#### Extracted entries ####

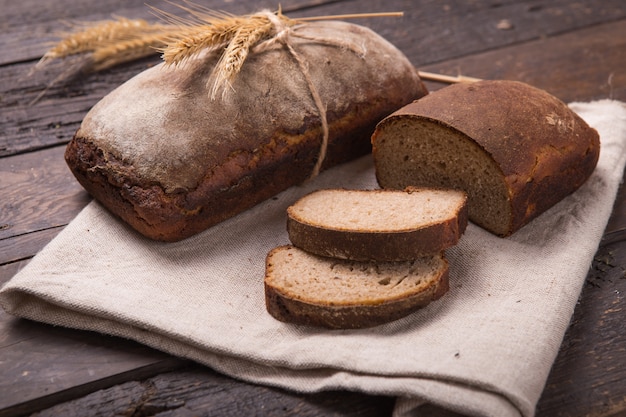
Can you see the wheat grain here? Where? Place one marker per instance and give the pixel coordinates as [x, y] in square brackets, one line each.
[102, 33]
[247, 35]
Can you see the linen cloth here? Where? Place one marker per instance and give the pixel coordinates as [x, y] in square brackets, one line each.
[484, 349]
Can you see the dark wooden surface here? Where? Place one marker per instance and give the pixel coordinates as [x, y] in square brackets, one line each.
[576, 50]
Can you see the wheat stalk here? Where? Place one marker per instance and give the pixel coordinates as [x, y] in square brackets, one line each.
[110, 37]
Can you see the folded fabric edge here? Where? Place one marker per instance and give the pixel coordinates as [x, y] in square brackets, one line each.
[22, 303]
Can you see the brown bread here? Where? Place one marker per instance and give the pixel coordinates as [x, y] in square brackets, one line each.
[171, 162]
[307, 289]
[515, 149]
[377, 225]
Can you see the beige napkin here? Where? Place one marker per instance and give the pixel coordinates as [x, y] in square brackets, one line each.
[485, 348]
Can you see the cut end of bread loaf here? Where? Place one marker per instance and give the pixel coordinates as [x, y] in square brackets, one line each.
[377, 225]
[425, 153]
[515, 149]
[304, 288]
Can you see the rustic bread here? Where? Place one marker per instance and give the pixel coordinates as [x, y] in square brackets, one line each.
[163, 156]
[378, 225]
[515, 149]
[303, 288]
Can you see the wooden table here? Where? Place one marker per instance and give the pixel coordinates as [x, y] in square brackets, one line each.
[575, 50]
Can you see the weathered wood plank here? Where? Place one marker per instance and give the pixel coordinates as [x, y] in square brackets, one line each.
[462, 36]
[587, 378]
[578, 66]
[34, 184]
[430, 33]
[202, 392]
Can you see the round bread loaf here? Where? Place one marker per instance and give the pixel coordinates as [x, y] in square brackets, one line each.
[515, 149]
[377, 225]
[303, 288]
[170, 161]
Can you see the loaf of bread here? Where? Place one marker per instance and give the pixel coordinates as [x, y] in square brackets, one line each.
[303, 288]
[515, 149]
[162, 155]
[377, 225]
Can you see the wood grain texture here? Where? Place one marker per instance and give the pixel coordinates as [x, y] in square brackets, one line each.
[575, 50]
[196, 392]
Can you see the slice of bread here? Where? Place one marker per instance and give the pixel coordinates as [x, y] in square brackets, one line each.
[378, 225]
[515, 149]
[303, 288]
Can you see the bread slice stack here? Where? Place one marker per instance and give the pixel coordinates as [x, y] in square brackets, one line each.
[361, 258]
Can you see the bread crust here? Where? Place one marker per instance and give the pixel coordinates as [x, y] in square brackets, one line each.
[289, 309]
[544, 150]
[364, 245]
[164, 157]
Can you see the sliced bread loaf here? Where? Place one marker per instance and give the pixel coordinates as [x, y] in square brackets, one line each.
[303, 288]
[515, 149]
[380, 225]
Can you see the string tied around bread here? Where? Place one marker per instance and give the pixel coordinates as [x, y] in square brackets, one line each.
[102, 45]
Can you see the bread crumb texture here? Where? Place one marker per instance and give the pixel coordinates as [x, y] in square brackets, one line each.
[515, 149]
[376, 210]
[312, 279]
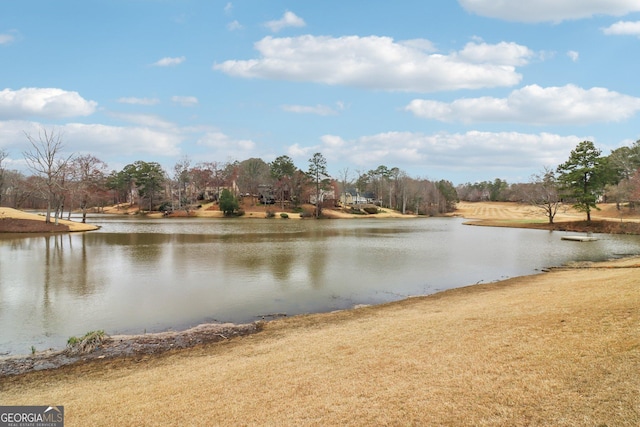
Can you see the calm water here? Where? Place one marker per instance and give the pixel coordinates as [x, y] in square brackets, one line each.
[136, 275]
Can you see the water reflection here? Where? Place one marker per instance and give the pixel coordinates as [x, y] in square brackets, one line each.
[137, 275]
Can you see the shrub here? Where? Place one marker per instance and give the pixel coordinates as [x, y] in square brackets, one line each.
[228, 203]
[370, 209]
[86, 344]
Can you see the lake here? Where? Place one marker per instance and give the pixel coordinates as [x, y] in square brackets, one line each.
[138, 275]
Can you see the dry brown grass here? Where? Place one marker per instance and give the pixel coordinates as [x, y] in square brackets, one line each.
[10, 213]
[559, 349]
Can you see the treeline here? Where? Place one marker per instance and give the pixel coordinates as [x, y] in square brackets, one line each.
[84, 182]
[585, 179]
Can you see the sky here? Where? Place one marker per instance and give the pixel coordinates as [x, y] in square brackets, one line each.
[462, 90]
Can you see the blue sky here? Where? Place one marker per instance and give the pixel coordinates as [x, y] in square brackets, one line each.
[465, 90]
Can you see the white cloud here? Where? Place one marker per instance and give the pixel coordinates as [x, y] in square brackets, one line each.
[126, 141]
[234, 26]
[138, 101]
[623, 28]
[321, 110]
[518, 154]
[289, 19]
[502, 53]
[548, 10]
[108, 143]
[535, 105]
[145, 120]
[381, 63]
[169, 62]
[185, 101]
[50, 103]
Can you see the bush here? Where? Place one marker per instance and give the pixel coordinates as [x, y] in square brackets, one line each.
[86, 344]
[370, 209]
[306, 213]
[228, 203]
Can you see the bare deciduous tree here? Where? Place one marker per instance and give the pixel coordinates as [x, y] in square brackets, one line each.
[45, 160]
[3, 155]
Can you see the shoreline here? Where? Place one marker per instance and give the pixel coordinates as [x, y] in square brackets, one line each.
[556, 348]
[134, 346]
[124, 346]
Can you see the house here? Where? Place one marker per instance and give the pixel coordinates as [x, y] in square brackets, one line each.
[353, 197]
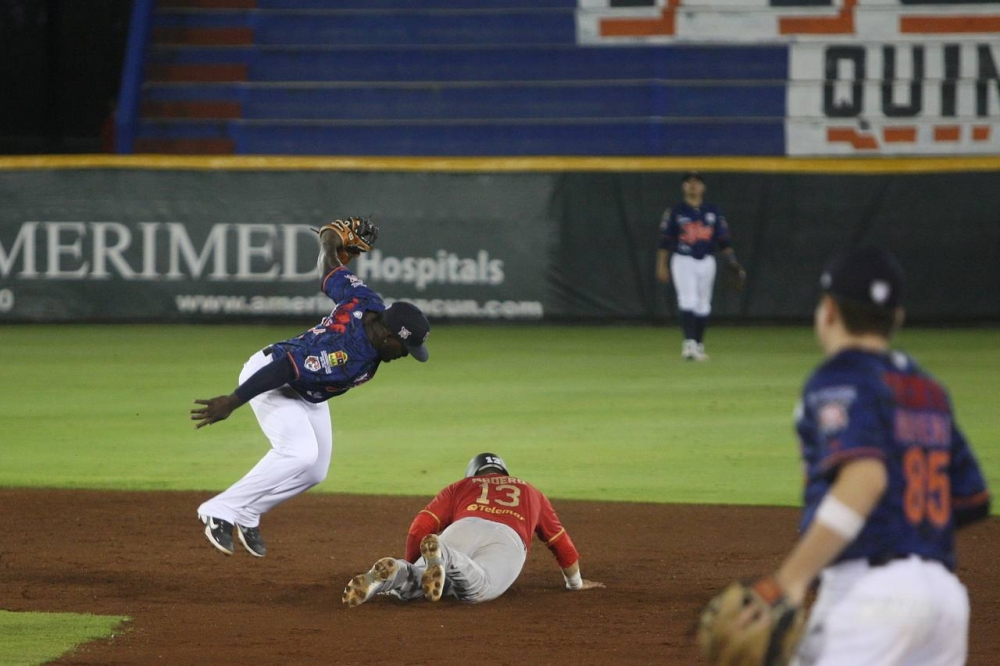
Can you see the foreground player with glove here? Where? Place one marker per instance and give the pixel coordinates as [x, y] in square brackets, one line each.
[288, 383]
[471, 542]
[890, 478]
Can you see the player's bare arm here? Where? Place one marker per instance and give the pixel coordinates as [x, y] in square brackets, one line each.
[219, 408]
[663, 266]
[575, 582]
[859, 487]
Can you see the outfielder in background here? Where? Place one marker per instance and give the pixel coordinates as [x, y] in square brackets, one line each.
[690, 234]
[288, 383]
[488, 519]
[890, 477]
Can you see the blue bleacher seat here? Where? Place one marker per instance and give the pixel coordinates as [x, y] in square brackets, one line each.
[445, 77]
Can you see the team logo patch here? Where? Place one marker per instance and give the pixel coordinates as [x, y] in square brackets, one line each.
[832, 417]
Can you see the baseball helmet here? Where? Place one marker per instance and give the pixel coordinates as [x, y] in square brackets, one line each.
[485, 461]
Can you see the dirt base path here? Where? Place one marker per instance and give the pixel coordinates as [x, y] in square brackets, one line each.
[144, 555]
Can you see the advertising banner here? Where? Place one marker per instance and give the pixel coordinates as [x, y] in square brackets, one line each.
[865, 77]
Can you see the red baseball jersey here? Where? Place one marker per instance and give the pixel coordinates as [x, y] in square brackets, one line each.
[502, 499]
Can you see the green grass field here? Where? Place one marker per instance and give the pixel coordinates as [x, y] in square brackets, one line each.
[608, 413]
[36, 638]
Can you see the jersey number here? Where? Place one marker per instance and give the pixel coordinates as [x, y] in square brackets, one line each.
[512, 495]
[928, 487]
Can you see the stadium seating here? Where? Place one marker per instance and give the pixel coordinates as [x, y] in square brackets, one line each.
[441, 77]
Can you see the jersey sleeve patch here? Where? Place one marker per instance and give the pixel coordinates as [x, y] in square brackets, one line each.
[431, 514]
[556, 536]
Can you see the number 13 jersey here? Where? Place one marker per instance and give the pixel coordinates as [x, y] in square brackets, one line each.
[507, 500]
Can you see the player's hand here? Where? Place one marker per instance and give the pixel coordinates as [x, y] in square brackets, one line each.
[213, 410]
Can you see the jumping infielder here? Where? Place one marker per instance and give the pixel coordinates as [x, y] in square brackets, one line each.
[890, 477]
[486, 522]
[690, 233]
[288, 383]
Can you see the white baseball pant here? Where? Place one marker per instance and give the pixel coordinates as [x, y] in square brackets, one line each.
[909, 612]
[301, 435]
[694, 280]
[482, 559]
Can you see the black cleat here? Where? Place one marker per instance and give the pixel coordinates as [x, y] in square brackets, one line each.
[219, 533]
[252, 540]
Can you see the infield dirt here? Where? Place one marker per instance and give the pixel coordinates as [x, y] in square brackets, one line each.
[144, 555]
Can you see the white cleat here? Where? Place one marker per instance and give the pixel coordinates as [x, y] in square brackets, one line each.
[432, 582]
[364, 586]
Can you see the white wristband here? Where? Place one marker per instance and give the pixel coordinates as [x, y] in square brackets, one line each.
[839, 517]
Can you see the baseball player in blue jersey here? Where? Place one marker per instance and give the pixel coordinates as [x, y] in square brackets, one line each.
[288, 383]
[889, 478]
[690, 234]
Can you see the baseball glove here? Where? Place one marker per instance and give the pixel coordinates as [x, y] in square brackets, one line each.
[357, 234]
[750, 625]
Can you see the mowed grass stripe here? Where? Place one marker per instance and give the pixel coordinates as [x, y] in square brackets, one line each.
[586, 412]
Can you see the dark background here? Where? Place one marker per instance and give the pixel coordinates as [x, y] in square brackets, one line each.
[60, 65]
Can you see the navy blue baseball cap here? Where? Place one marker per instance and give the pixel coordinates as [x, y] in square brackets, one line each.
[408, 323]
[866, 275]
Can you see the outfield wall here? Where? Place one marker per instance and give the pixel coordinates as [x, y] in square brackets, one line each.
[194, 239]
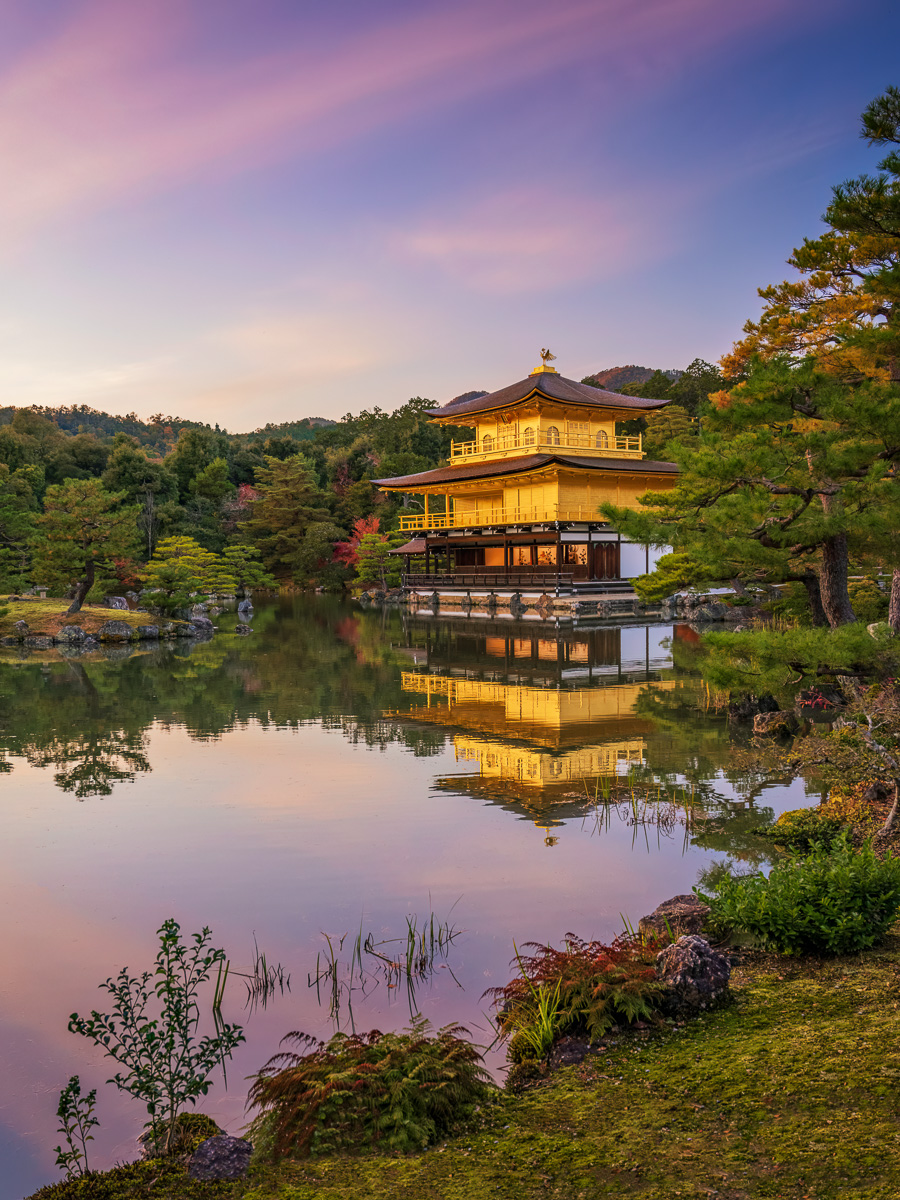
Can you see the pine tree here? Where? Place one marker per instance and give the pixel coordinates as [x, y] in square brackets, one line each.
[83, 528]
[181, 570]
[288, 522]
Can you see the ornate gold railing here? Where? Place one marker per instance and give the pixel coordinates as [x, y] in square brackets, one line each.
[539, 443]
[486, 516]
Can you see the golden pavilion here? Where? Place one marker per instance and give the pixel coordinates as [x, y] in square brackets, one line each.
[517, 505]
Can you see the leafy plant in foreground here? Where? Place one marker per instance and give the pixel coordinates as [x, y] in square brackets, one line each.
[586, 988]
[801, 829]
[371, 1091]
[834, 900]
[76, 1114]
[166, 1065]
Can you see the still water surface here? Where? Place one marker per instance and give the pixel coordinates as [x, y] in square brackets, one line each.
[337, 772]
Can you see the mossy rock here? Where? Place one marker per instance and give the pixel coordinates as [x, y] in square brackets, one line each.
[191, 1129]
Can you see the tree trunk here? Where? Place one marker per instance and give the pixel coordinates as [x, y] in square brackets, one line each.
[894, 610]
[893, 817]
[833, 581]
[814, 595]
[82, 588]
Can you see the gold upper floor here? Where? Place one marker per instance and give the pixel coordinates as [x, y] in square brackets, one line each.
[540, 429]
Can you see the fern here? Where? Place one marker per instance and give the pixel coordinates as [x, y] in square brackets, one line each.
[594, 988]
[375, 1091]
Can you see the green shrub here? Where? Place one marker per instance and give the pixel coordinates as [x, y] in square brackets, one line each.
[870, 604]
[366, 1092]
[833, 900]
[801, 829]
[154, 1177]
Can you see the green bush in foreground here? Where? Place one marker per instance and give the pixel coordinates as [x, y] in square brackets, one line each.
[835, 900]
[372, 1091]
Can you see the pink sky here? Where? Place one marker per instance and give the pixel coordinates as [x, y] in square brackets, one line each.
[249, 213]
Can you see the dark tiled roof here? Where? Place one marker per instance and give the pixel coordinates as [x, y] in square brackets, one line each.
[551, 387]
[528, 462]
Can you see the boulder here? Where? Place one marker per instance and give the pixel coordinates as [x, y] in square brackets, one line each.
[115, 631]
[71, 635]
[775, 725]
[220, 1158]
[880, 630]
[681, 915]
[744, 708]
[712, 611]
[694, 973]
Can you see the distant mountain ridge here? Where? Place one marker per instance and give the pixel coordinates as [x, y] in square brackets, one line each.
[156, 432]
[616, 378]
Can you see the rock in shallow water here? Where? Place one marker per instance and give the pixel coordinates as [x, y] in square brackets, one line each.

####

Everything from the line containing "Can you see the mossy" down to the last line of the entries is to be returned exactly, both ends included, and nothing beyond it.

Can you see the mossy rock here? Where? Place one marker per instance and give the pixel coordinates as [x, y] in square brackets, one line each.
[191, 1129]
Can you see the tree trunk here? Where? Place one marker per instance and give the pixel coordinates as [x, y] in square brackets, one line each.
[894, 610]
[893, 817]
[833, 581]
[814, 595]
[82, 588]
Can you see the gold upper floor here? Where? Place one marker per instance and give the pixel coordinates as [x, y] in square brackets, one line each.
[540, 429]
Can you see the fern here? Where? Place one marker per instance and give the pixel coordinates as [x, y] in square brackets, one line each.
[594, 988]
[375, 1091]
Can you see the green shrub here? Where? Place one marker per instance and give the pixel coordinates as [x, y] in square brackets, one line each.
[870, 604]
[366, 1092]
[833, 900]
[801, 829]
[154, 1177]
Can you see the green bush in foreground here? Where? Place one marker per instance and give the pixel coordinates as [x, y] in square brackets, one line each.
[835, 900]
[372, 1091]
Can you see the pink sky here? Where? Place one marker per instance and give the pixel coordinates as [x, y] in square brackets, one line each.
[249, 213]
Can you see the dark tiled roof here? Where? Place one marker per instance and give the pixel coordinates as [x, y] in square brackets, one line each.
[551, 387]
[528, 462]
Can you see the boulder here? Where? Place one marker per instance and give the pixel coordinates as [x, y] in square brackets, one line each.
[115, 631]
[71, 635]
[775, 725]
[220, 1158]
[880, 630]
[681, 915]
[744, 708]
[712, 611]
[694, 973]
Can you see the distant mountain ridge here? Where? Place one marker per instance and give the pixel coordinates as [x, y] in square brackets, one line each.
[156, 432]
[616, 378]
Can you see the rock in shallow water here? Where? Place one marker per instance and give the pixel coordinates as [x, y] in square brackets, one line each.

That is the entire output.